LISTED RECORDS Block Start
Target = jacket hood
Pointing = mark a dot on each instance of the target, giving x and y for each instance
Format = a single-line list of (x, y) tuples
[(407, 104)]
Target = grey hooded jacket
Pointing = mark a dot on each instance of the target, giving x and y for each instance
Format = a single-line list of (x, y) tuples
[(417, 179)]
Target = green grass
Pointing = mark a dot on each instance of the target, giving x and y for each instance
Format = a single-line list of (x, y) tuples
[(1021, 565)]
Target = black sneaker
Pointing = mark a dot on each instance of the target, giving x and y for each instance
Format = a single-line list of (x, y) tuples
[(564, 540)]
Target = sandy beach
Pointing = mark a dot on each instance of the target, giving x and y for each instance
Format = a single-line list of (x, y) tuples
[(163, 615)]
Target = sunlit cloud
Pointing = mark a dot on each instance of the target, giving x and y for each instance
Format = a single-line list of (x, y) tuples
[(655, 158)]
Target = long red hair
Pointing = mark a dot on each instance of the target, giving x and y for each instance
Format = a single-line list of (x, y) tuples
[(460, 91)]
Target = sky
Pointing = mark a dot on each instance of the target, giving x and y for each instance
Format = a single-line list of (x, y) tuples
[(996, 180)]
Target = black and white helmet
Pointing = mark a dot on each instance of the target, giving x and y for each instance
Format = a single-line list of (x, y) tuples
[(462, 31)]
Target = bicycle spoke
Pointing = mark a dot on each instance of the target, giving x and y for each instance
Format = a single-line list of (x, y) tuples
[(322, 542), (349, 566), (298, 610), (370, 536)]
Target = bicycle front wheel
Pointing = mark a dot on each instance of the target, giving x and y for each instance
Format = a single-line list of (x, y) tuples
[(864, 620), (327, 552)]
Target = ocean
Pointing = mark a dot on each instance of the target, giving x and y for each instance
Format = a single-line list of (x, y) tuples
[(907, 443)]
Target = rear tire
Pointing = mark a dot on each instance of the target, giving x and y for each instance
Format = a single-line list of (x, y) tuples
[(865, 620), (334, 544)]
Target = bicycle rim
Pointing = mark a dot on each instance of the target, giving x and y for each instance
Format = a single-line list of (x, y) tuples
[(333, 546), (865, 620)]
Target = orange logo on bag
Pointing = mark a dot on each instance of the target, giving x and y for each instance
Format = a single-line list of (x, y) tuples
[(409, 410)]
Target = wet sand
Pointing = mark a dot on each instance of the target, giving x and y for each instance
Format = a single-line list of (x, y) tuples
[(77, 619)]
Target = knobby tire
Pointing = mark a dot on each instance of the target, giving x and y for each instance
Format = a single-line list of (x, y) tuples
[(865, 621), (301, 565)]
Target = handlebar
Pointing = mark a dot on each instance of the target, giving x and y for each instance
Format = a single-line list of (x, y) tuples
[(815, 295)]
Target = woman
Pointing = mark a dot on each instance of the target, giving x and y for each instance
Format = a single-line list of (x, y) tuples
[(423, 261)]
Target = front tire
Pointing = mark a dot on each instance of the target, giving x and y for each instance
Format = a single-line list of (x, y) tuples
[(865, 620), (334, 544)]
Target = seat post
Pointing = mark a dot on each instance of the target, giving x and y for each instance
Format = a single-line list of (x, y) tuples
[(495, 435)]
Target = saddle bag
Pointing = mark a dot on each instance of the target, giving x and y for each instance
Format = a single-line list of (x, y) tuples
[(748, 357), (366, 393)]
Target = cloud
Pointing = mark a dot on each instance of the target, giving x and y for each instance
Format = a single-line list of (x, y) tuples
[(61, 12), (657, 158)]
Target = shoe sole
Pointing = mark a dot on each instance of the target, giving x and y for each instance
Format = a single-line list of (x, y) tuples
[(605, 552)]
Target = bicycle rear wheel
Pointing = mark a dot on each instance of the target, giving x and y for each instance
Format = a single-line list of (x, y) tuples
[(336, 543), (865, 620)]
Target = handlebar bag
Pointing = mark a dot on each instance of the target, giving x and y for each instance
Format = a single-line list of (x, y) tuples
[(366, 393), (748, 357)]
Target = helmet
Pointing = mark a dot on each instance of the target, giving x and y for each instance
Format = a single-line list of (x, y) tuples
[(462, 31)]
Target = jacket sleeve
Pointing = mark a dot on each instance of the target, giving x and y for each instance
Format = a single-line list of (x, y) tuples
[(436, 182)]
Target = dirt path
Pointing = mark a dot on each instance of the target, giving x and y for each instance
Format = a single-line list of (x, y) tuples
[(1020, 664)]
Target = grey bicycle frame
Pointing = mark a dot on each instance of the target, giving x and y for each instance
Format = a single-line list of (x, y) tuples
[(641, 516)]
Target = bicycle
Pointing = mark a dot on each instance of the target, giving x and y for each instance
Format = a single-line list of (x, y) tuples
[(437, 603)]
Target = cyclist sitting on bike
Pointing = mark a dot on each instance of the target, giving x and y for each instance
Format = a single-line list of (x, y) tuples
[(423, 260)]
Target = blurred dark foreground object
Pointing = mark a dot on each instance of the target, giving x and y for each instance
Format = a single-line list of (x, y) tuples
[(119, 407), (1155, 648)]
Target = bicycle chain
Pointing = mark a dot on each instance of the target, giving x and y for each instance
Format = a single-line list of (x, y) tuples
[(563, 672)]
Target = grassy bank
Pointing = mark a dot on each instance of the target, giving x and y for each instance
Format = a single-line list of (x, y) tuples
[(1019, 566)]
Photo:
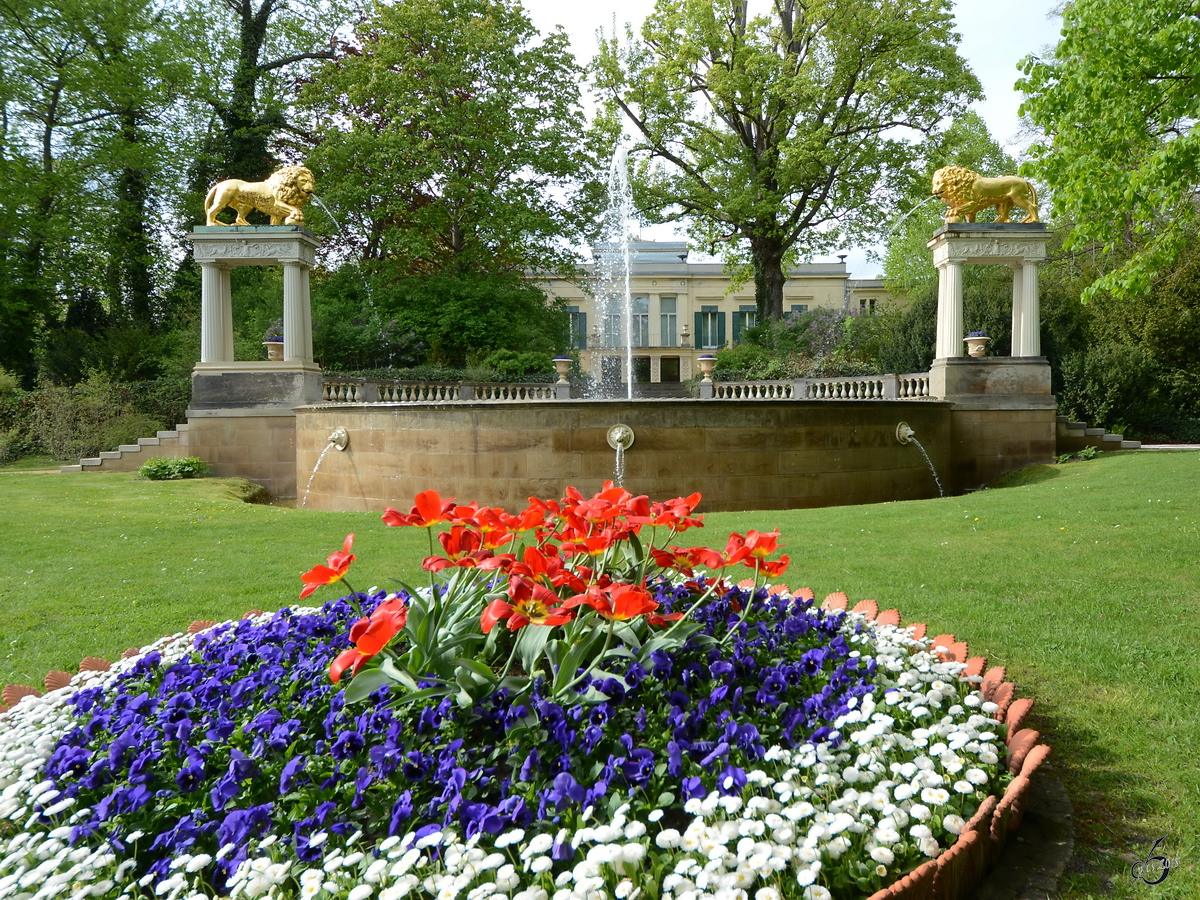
LISTED RECORDS Block End
- **WHAT YOU NEED TO DO**
Print each line above exactly as it appears, excluding all images.

- **EXERCISE RESULT**
Target = jacket hood
Pointing = mark a dot on each instance of the target, giving x and y for each instance
Format = a single-line list of (x, y) tuples
[(407, 104)]
Target = grey hooded jacket
Pointing = mark a dot on each instance of the target, giving x and y for each instance
Format = a single-line list of (x, y) tuples
[(417, 179)]
Target = green grass
Pointing = mark a dot on each instance of the target, giving x and y for each instance
Format = a single-line list of (x, y) tuples
[(1021, 565)]
Target = black sneaker
Pointing = mark a dot on each instance of the target, giving x and y for each instance
Format = a single-line list of (x, y) tuples
[(564, 540)]
Target = sandy beach
Pointing = mark a dot on each instance of the target, giving x and y for each instance
Format = a single-line list of (x, y) tuples
[(163, 615)]
Target = sunlit cloud
Pointing = mark a dot on each instance of the target, giving x and y for each instance
Format = a single-line list of (x, y) tuples
[(655, 158)]
Target = long red hair
Pointing = mark a dot on each instance of the target, giving x and y for each instance
Format = a single-line list of (x, y) tuples
[(460, 91)]
Target = sky
Pointing = mark a dot on each instance of the target, giving x and y for each instance
Format = a single-line list of (x, y) tuples
[(996, 180)]
Target = black and white helmet
Pointing = mark a dot on each instance of the target, giving x and y for each instance
Format = a single-line list of (x, y) tuples
[(462, 31)]
Target = bicycle spoke
Pointing = mark a dot on each instance of the target, giving x and y for each instance
Format = a single-line list of (x, y) tuples
[(322, 542), (349, 566), (298, 610), (370, 536)]
Target = bicycle front wheel
Pointing = mark a dot on each instance of the target, giving x and y for each instance
Format = a single-line list of (x, y) tuples
[(864, 620), (327, 552)]
Target = ocean
Pointing = mark a dot on each instance of the target, giving x and y for each instance
Format = a single-line list of (x, y) tuples
[(907, 443)]
Target = rear tire
Pointing = mark a dot on each instance of the target, giving x and y for each instance
Format = a single-line list of (x, y) tuples
[(865, 620), (334, 544)]
Target = bicycle rim
Pointing = mark a dot on each instance of the target, giving x and y for each instance
Format = a single-line list of (x, y) tuples
[(333, 546), (865, 620)]
Target = orange logo on bag
Pointing = mark a dot on each instance of the target, giving x and y for each instance
Format = a single-line list of (x, y) tuples
[(409, 410)]
Target = wet sand
Pointing = mark a dot on each instance of the target, giving x and y for each instance
Format = a single-line list of (x, y) tuples
[(77, 619)]
Target = knobby tire
Pointing = mark a dot on each instance of the target, giving x and y for each instance
Format = a single-line list of (x, y) tuples
[(865, 621), (301, 565)]
Target = handlebar
Pointing = mark a dot on each instance of the target, giving x and y for each instance
Format = a single-line list of (x, y) tuples
[(815, 295)]
Target = woman
Pointing = mark a dot on each instance of the target, giving x and y for each instance
Format = a single-line list of (x, y) tuples
[(423, 261)]
Target = front tire
Pointing = mark a dot on each instance of the target, giving x and y for each instance
Format = a single-line list of (x, y) tuples
[(865, 620), (334, 544)]
Target = seat post
Pointing = mark a dot on each instance of the target, giving x and y for each instance
Format = a single-line list of (x, y) tuples
[(495, 435)]
Target = saddle bag
Pointing = mark a dot on each instance of the target, giving x and y for each instance
Format = a single-line list of (x, y) tuples
[(748, 357), (366, 393)]
Target = cloud
Pointing = mark a dot on each instance of the target, giving x and y for each instance
Format = a single-line list of (x, y) tuples
[(61, 12), (657, 158)]
Target = shoe sole
Pointing = mark a dot on each instance of the target, giving x and y for each instance
Format = a single-line list of (x, y) tuples
[(605, 552)]
Target = bicycle rear wheel
Pointing = mark a dot on each instance of the target, giving x and y for each instance
Format = a single-line list of (x, y) tuples
[(336, 543), (865, 620)]
Target = handlebar bag
Pointing = mark a dot on each instance of the target, giving x and y for each instance
Format = a single-line list of (x, y) tuples
[(366, 393), (748, 357)]
Target = helmet
Pointing = mark a dot on each instance of the target, giving x and y for each instance
Format = a single-line list of (x, y) tuples
[(462, 31)]
Target = jacket sleeve
Pointing = mark a dot on each instance of the target, giving x and y for each instance
Format = a single-line list of (x, y) tuples
[(436, 182)]
Target = dirt path
Pointing = mark a dot on each instance of the target, giving x and y for each instance
Format = a single-line list of (x, y) tuples
[(1020, 664)]
Target = grey bicycle frame
Pointing = mark a dot on each instance of the target, giving x and y for each instance
Format = a single-line list of (x, y) tuples
[(641, 516)]
Target = bicycle
Pointing = mark a dot on each instance of the target, giving x and y for each instance
Format = a single-line list of (x, y) tuples
[(437, 603)]
Target = cyclist sitting on bike
Pointing = mark a dot on each instance of the target, giving x and y for each instance
Format = a single-line list of (x, y) tuples
[(423, 260)]
Target = blurred dark foreground object
Pointing = mark a dot on each instance of the target, giving x and y for each instance
Format = a single-line list of (x, y) tuples
[(119, 407), (1155, 648)]
Target = bicycle chain
Pointing = mark a dot on each instance of the target, giving x and y for each instance
Format = a single-line list of (x, y) tuples
[(563, 672)]
Target = grassy bank
Pointing = mark a dot on each instance of the target, giving x and y for each instance
Format = a single-line list of (x, y) tuples
[(1019, 566)]
Photo:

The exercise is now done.